» DIRECTIONS FOR THIS TASK
Starting at the line that contains "Target: reflection of trees in water" in the listing below, write out every line word for word until you have written the line that contains "Target: red puffy jacket".

» DATA IN THIS EXERCISE
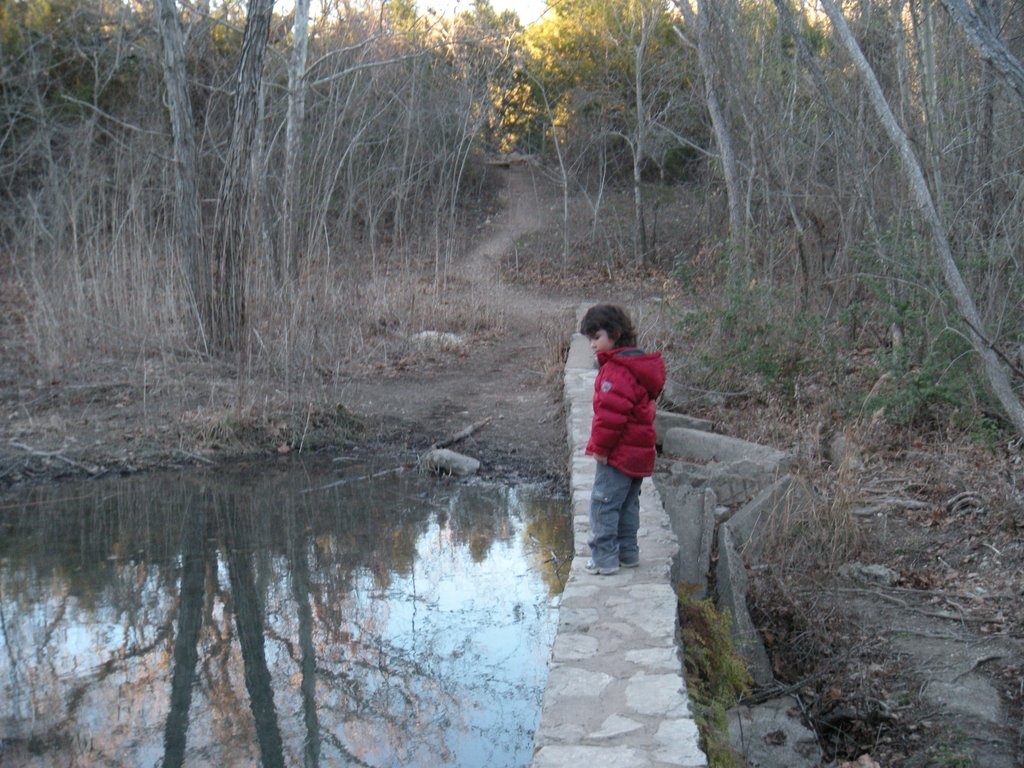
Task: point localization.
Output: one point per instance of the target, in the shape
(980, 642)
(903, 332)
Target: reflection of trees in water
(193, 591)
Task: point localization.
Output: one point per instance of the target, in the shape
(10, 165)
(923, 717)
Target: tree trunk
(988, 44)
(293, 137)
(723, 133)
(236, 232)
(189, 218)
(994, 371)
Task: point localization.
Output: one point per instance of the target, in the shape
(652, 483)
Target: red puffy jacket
==
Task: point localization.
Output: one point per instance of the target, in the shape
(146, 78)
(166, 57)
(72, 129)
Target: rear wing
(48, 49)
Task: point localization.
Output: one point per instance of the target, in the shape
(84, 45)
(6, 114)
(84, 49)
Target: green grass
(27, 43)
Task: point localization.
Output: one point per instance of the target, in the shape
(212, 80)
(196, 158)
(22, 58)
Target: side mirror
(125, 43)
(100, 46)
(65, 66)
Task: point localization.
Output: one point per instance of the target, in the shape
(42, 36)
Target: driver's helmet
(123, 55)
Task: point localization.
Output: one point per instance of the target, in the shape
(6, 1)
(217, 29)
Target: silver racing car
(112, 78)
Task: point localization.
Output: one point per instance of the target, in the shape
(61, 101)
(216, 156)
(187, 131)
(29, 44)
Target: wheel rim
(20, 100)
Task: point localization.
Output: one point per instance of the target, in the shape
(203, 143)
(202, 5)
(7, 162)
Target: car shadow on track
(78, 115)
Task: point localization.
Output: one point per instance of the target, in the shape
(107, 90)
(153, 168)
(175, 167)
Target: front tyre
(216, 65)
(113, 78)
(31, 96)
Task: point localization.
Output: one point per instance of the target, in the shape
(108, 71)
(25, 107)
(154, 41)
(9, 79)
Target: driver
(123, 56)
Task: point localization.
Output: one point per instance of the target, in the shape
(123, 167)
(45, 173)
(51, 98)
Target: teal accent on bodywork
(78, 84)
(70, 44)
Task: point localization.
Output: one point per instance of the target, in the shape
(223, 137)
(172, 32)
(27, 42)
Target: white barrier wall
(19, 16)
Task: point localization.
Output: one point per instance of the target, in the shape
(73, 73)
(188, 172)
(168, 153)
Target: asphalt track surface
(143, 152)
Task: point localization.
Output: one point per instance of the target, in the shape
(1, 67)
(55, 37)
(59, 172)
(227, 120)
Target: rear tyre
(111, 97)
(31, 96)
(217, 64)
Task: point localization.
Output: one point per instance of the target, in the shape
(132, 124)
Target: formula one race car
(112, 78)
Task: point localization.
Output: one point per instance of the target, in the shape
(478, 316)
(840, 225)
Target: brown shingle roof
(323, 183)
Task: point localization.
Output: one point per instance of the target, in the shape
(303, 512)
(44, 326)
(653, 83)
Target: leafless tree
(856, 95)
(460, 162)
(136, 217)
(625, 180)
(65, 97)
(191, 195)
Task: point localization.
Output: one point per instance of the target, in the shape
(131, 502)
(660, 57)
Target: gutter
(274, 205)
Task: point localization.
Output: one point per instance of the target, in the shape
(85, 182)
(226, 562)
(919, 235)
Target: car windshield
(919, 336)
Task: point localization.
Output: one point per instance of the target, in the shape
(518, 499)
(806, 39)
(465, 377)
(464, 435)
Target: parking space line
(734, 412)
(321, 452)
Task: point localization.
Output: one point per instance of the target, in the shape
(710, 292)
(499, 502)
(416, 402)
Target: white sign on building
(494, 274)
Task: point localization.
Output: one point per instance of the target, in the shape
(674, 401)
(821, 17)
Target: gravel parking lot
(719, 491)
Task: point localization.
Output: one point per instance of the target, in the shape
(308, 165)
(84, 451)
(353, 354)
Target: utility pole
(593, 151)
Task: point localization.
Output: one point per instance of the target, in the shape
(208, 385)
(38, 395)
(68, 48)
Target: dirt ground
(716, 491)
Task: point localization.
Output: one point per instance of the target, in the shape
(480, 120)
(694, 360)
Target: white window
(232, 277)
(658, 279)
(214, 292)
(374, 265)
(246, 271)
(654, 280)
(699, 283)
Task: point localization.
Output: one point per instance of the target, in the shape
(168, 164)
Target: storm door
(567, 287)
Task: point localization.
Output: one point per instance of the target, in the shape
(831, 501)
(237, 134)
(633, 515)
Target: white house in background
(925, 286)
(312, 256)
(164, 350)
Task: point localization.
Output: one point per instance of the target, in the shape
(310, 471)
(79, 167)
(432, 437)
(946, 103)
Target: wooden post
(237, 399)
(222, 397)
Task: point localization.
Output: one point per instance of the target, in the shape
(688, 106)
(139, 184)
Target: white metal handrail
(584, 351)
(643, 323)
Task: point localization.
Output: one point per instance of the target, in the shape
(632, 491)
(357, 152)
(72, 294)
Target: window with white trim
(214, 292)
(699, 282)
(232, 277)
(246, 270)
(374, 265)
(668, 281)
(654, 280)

» ANSWER SPACE
Target: reflection of trees in water
(193, 591)
Task: point localization.
Output: one point per instance of the target, in the shape
(10, 165)
(923, 717)
Target: tree trunk
(988, 44)
(293, 137)
(723, 133)
(236, 232)
(189, 218)
(994, 371)
Task: point localization.
Output: one point per instance of the target, in the shape
(652, 483)
Target: red puffy jacket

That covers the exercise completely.